━━ Extrait proposé

Actrice engagée (il suffit de se rappeler de son discours aux Oscars en 2019) et productrice rare (Every Secret Thing et surtout la mini-série Olive Kitteridge dans laquelle elle tenait le rôle principale), Frances McDormand affirme via cette seconde fonction un désir de combler certains manques dans le paysage actuel. Chacune de ses aventures se distingue par la présence d’une entité féminine à la mise en scène, Amy Berg, Lisa Cholodenko et désormais Chloé Zhao. La rencontre avec cette dernière, permet à la comédienne d’explorer une nouvelle facette, différente des compositions qui ont à juste titre fait sa renommée. Observée comme un paysage de cinéma à part entière, vivant et mouvant, elle épure son jeu sans jamais s’effacer, tandis que la caméra capte avec la même délicatesse, l’action présente et un passé implicite (celui du personnage, de la femme, mais aussi des nombreux rôles qu’elle a tenu). L’osmose entre les deux, tant sur le plan cinématographique que politique achève de hisser Nomadland, au rang supérieur dans la jeune carrière de son auteur. L’évidence de leur collaboration et sa simplicité apparente à la vision du long-métrage, a quelque chose de foncièrement réconfortant. La curiosité est désormais totale quant à son projet pour Marvel, tant celui-ci apparaît loin de ses bases, en espérant que le rouleau compresseur n’ait pas raison de son talent. En attendant, cette troisième réalisation s’impose comme sa plus belle et sa plus aboutie.

━━━━
━━ Données fournies

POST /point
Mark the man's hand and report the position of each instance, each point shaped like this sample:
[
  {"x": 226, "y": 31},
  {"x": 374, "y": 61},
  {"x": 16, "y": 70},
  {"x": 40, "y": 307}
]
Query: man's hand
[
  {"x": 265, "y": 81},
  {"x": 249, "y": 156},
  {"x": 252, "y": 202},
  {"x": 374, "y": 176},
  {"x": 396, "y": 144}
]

━━━━

Exercice court:
Poursuivez le texte consacré à Frances McDormand et à Nomadland après sa dernière phrase.

Réponse attendue:
Sortie le 30 Décembre 2020
On The Rocks de Sofia Coppola
Après avoir débuté en tant qu’actrice dès les années 70, principalement dans les réalisations de son père, Sofia Coppola s’est rapidement imposée comme une cinéaste importante. En près de deux décennies de carrière, elle s’est affranchie de l’héritage potentiellement lourd que pouvait induire son patronyme et a développé une œuvre aux thématiques identifiables et récurrentes (la solitude, l’ennui, les rapports familiaux tourmentés…). De son coup d’essai fulgurant, Virgin Suicides, à son récent (et fascinant) remake des Proies de Don Siegel (Prix de la mise en scène à Cannes), en passant par le magnifique et radical Somewhere (Lion d’or à la Mostra), son style parfois radical, parfois bancal (on apprécie guère The Bling Ring), ne laisse jamais véritablement de place pour les réactions neutres. Réalisatrice et scénariste (comme sur chacun de ses films), elle signe avec On The Rocks, son septième long-métrage. Produit par A24 et distribué en exclusivité par la plateforme Apple TV+, ce dernier marque ses retrouvailles avec Bill Murray, dix-sept ans après Lost in Translation. Elle convie dans sa galaxie deux nouveaux visages, Rashida Jones et le « revenant » Marlon Wayans. La première, fille de Peggy Lipton, Norma dans Twin Peaks, et de Quincy Jones, s’est fait remarquer à la télévision (The Office, Parks and Recreation puis Angie Tribecca, show dans lequel elle tient le rôle principal), le second principalement connu pour ses comédies à succès avec ses frères (Scary Movie en tête) compte aussi quelques incursions notables dans le cinéma d’auteur : Requiem for a Dream de Darren Aronofsky, Ladykillers des frères Coen. Cette comédie dramatique, mets en scène une jeune mère de famille, Laura (Rashida Jones), en plein doute quant à son mariage qui reprend contact avec son coureur de jupons de père, Felix (Bill Murray) afin d’enquêter sur son mari, Dean (Marlon Wayons).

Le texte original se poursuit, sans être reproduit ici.